### REQUIRED ACTION:
The entries need to be copied exactly.

[INPUT DATA]

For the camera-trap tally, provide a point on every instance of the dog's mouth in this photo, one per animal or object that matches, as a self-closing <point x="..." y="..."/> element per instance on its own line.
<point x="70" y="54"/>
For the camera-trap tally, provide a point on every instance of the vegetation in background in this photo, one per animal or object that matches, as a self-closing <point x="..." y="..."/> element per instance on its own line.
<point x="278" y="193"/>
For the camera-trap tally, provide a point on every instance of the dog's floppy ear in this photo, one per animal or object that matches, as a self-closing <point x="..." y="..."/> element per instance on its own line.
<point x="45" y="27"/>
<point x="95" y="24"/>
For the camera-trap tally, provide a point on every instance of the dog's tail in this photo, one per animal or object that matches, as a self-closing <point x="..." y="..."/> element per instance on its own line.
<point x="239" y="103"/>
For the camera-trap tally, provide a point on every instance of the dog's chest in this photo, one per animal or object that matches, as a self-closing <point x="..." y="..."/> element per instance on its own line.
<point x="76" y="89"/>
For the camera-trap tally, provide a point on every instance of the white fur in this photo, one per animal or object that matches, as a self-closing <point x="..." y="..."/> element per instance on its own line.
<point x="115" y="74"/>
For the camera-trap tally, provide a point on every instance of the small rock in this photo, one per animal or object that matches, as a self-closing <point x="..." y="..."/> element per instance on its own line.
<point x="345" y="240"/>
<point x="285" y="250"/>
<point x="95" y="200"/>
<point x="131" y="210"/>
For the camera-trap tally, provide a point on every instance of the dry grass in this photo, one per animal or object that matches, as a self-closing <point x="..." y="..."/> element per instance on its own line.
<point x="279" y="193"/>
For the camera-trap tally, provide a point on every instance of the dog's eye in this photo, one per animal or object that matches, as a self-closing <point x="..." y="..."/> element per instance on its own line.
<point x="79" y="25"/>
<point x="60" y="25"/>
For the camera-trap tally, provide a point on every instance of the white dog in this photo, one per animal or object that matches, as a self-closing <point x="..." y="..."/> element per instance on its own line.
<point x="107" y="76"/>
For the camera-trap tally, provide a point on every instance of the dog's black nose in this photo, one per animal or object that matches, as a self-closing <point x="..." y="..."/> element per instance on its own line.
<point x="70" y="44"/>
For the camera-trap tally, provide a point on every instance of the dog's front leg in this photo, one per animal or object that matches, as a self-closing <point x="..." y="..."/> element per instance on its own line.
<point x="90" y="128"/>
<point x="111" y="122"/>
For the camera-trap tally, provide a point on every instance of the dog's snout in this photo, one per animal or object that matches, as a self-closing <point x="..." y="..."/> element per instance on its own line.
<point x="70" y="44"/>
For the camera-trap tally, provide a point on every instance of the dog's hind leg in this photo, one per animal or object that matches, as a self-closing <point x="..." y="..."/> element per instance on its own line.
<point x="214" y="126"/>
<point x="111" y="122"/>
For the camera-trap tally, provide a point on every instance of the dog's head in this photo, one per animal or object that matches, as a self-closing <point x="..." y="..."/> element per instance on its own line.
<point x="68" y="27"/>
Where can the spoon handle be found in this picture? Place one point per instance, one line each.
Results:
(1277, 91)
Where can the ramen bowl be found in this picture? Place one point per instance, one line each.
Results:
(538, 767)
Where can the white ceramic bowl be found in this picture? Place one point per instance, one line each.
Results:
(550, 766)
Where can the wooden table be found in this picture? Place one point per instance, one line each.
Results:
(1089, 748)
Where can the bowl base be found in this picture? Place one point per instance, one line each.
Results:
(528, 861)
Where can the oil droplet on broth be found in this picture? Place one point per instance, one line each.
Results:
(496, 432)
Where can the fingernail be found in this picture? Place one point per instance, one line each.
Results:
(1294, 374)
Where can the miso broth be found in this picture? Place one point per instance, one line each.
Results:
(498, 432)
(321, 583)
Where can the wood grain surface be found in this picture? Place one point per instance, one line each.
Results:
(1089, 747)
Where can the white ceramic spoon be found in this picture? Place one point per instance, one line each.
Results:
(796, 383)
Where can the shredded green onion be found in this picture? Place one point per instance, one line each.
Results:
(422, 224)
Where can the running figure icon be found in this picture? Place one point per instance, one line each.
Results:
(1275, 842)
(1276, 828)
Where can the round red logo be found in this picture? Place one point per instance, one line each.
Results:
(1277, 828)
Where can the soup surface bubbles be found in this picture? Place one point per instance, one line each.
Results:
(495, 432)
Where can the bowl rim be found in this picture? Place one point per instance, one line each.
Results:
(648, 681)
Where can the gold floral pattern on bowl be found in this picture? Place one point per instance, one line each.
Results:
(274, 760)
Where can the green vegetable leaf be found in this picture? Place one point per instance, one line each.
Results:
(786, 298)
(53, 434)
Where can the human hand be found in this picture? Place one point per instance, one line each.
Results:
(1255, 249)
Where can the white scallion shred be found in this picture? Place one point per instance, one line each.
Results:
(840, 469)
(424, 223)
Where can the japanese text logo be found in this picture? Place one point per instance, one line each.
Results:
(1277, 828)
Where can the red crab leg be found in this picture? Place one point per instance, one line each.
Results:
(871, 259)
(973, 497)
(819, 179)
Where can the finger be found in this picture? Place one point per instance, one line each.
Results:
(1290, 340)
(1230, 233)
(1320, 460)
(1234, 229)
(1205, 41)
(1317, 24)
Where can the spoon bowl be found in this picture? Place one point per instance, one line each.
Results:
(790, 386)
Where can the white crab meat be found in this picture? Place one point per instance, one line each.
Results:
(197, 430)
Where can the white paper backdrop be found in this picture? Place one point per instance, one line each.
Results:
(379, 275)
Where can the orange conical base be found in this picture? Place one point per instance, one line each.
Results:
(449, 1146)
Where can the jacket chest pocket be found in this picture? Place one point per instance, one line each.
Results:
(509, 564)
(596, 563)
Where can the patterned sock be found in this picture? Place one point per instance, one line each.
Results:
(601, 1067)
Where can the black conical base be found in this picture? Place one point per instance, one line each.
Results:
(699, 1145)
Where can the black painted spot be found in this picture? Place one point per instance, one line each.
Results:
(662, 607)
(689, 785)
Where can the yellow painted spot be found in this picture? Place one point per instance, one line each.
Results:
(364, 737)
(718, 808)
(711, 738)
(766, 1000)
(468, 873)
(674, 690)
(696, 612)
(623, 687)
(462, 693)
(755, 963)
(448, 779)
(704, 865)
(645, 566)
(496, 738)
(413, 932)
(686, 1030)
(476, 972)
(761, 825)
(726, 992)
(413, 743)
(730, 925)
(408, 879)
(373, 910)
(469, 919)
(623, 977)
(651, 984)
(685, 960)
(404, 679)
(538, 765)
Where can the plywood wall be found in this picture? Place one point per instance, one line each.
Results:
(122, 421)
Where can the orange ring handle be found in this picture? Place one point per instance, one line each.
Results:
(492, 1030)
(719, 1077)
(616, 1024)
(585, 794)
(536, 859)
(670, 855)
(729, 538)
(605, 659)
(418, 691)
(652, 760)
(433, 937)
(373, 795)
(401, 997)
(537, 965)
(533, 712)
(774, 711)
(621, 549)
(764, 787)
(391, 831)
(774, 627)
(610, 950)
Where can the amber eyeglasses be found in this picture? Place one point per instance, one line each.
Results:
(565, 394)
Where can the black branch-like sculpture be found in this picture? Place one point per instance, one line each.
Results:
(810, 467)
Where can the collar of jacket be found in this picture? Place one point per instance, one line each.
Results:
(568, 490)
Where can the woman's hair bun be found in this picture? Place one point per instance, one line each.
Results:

[/INPUT DATA]

### OUTPUT:
For the camera-trap tally, provide a point on every instance of the dog's mouth in this photo, one per animal or object that matches, as a self-closing <point x="..." y="..."/> element per instance on its own line.
<point x="70" y="54"/>
For the camera-trap tally, provide a point on every instance of the vegetation in background in this photo, one per animal or object that matches, as a self-closing <point x="..." y="..."/> element per instance on its own line.
<point x="278" y="193"/>
For the camera-trap tally, provide a point on every instance of the dog's floppy ear in this photo, one per animal or object that matches, as a self-closing <point x="..." y="..."/> element per instance on its own line.
<point x="45" y="27"/>
<point x="95" y="24"/>
For the camera-trap tally, provide a point on every instance of the dog's tail in this photo, one per animal or object that matches, as a self-closing <point x="..." y="..."/> element per instance on its own line.
<point x="239" y="103"/>
For the camera-trap tally, provide a point on every instance of the dog's chest in this photo, one per animal or object that matches, as a self-closing <point x="..." y="..."/> element per instance on its own line.
<point x="76" y="89"/>
For the camera-trap tally, provide a point on every instance of the white fur in this photo, one per animal or object that matches, as a self-closing <point x="..." y="..."/> element per instance on its own line.
<point x="115" y="74"/>
For the camera-trap tally, provide a point on every instance of the small rock in this photo, one per animal or object that matches, as a self-closing <point x="..." y="..."/> element per instance on its own line.
<point x="345" y="240"/>
<point x="285" y="250"/>
<point x="95" y="200"/>
<point x="131" y="210"/>
For the camera-trap tally, provide a point on every instance of the dry grass in this photo, one per animal or object that matches, as a self-closing <point x="..." y="..."/> element per instance on its own line.
<point x="279" y="193"/>
For the camera-trap tally, provide a point on every instance of the dog's eye in this photo, one per animal or object that matches, as a self-closing <point x="..." y="..."/> element per instance on its own line.
<point x="79" y="25"/>
<point x="60" y="25"/>
For the camera-trap tally, provide a point on every instance of the white dog in this photo, one per animal or object that matches, as a self-closing <point x="..." y="..."/> element per instance on its own line.
<point x="107" y="76"/>
For the camera-trap tally, provide a point on every instance of the dog's black nose in this photo, one per animal or object that matches, as a self-closing <point x="..." y="..."/> element per instance on its own line.
<point x="70" y="44"/>
For the camera-trap tally, provide a point on every instance of the dog's front leg in this photo, one per animal or object that matches, as a self-closing <point x="..." y="..."/> element per instance on its own line.
<point x="90" y="128"/>
<point x="111" y="122"/>
For the camera-trap tally, provide a point on every instance of the dog's snout in this photo, one per animal or object that matches, as a self-closing <point x="..." y="..."/> element per instance on its own line.
<point x="70" y="44"/>
For the camera-trap tally, provide a point on every instance of the dog's hind leg in this photo, one per animal or object that matches, as a self-closing <point x="..." y="..."/> element per instance on its own line.
<point x="214" y="126"/>
<point x="111" y="122"/>
For the camera-trap tally, provide a point on every instance of the dog's head in this photo, one per animal or object that matches, as a self-closing <point x="..." y="..."/> element per instance on its own line.
<point x="68" y="27"/>
Where can the spoon handle be found in this picture? Place one point per instance, one line each.
Results:
(1277, 91)
Where can the ramen bowl be found in this picture? Place one point per instance, one line each.
Results:
(538, 767)
Where can the white ceramic bowl be found in this picture? Place one point per instance, one line each.
Results:
(550, 766)
Where can the wooden table be found in this picture? Place one point per instance, one line each.
Results:
(1089, 748)
Where can the bowl base be found in this picture? Place one point per instance, one line each.
Results:
(528, 861)
Where can the oil droplet on broth be found in this picture? Place one point per instance, one line each.
Results:
(496, 432)
Where can the fingernail be found in this picture? Place one point per instance, one line each.
Results:
(1294, 374)
Where can the miso broth be found in this picture? Place one point per instance, one line each.
Results:
(498, 432)
(321, 583)
Where can the wood grain surface be found in this picture? Place one point per instance, one line each.
Results:
(1089, 747)
Where can the white ceramic spoon be found in this picture? Place one point per instance, one line each.
Results:
(796, 383)
Where can the shredded green onion be found in this picture? Place one point per instance, one line each.
Results:
(422, 224)
Where can the running figure icon be found in this picture? Place one point per instance, one line each.
Results:
(1275, 842)
(1276, 828)
Where can the round red logo be found in this picture? Place one point per instance, one line each.
Results:
(1277, 828)
Where can the soup surface bubbles be found in this picture? Place one point per instance, one line each.
Results:
(495, 432)
Where can the bowl rim be found in this picture? Place one point per instance, one line each.
Results:
(648, 681)
Where can the gold floral pattern on bowl be found in this picture? Place one point per instance, one line each.
Results:
(274, 760)
Where can the green vegetable leaf be found in this picture? Place one point per instance, one line each.
Results:
(786, 298)
(53, 434)
Where can the human hand be found in this picture? Place one point per instance, one line each.
Results:
(1255, 249)
Where can the white scallion shred be found in this picture? Place one point per instance, one line each.
Results:
(840, 469)
(424, 223)
Where can the japanese text logo be found in this picture? Place one point per instance, one line each.
Results:
(1277, 828)
Where can the red crab leg be found in this picture? Place one point per instance, one line each.
Results:
(871, 259)
(973, 497)
(819, 179)
Where can the finger be found in this picture? Place one point per instance, one line each.
Results:
(1290, 340)
(1230, 233)
(1320, 460)
(1234, 229)
(1205, 41)
(1317, 24)
Where can the spoon bowl be found in this picture? Place one point per instance, one line each.
Results:
(790, 386)
Where can the white crab meat be found in this picture? Place one point per instance, one line each.
Results:
(197, 430)
Where can the white paper backdrop be found in this picture? Place one point per instance, one line each.
Results:
(379, 275)
Where can the orange conical base be found in this picture? Place one point per instance, one line each.
Results:
(449, 1146)
Where can the jacket chest pocket be found in this picture? Place one point per instance, one line each.
Results:
(509, 564)
(596, 563)
Where can the patterned sock be found in this picture? Place one point per instance, one line each.
Results:
(601, 1067)
Where can the black conical base be found in this picture? Place one point per instance, one line each.
Results:
(699, 1145)
Where can the black painted spot be found in this picture? Place one point per instance, one line each.
Results:
(662, 607)
(689, 785)
Where can the yellow painted spot be found in this picture? Place one point per instance, one line each.
Results:
(364, 737)
(718, 808)
(711, 738)
(766, 1000)
(468, 873)
(674, 690)
(696, 612)
(623, 687)
(462, 693)
(755, 963)
(448, 779)
(704, 865)
(645, 566)
(496, 738)
(413, 932)
(686, 1030)
(476, 972)
(761, 825)
(726, 992)
(413, 743)
(730, 925)
(408, 879)
(373, 910)
(469, 919)
(623, 977)
(651, 984)
(685, 960)
(404, 679)
(538, 765)
Where can the plywood wall be found in this picture? Place one point per instance, one line each.
Results:
(122, 421)
Where can the orange ring handle be found in this picture? Place one point per instance, one line each.
Results:
(492, 1030)
(719, 1077)
(616, 1024)
(585, 794)
(536, 859)
(670, 855)
(729, 538)
(605, 659)
(418, 691)
(652, 760)
(433, 937)
(373, 795)
(401, 997)
(537, 965)
(533, 712)
(774, 711)
(621, 549)
(764, 787)
(391, 831)
(774, 627)
(610, 950)
Where can the amber eyeglasses be found in this picture? Place one point per instance, one line each.
Results:
(565, 394)
Where can the black branch-like sculpture be found in this picture? Place one point per instance, one line each.
Results:
(810, 467)
Where can the collar of jacket be found in this picture? Place one point per instance, one line each.
Results:
(568, 490)
Where can the woman's hair bun be found in this picture? Place one point per instance, one line each.
Results:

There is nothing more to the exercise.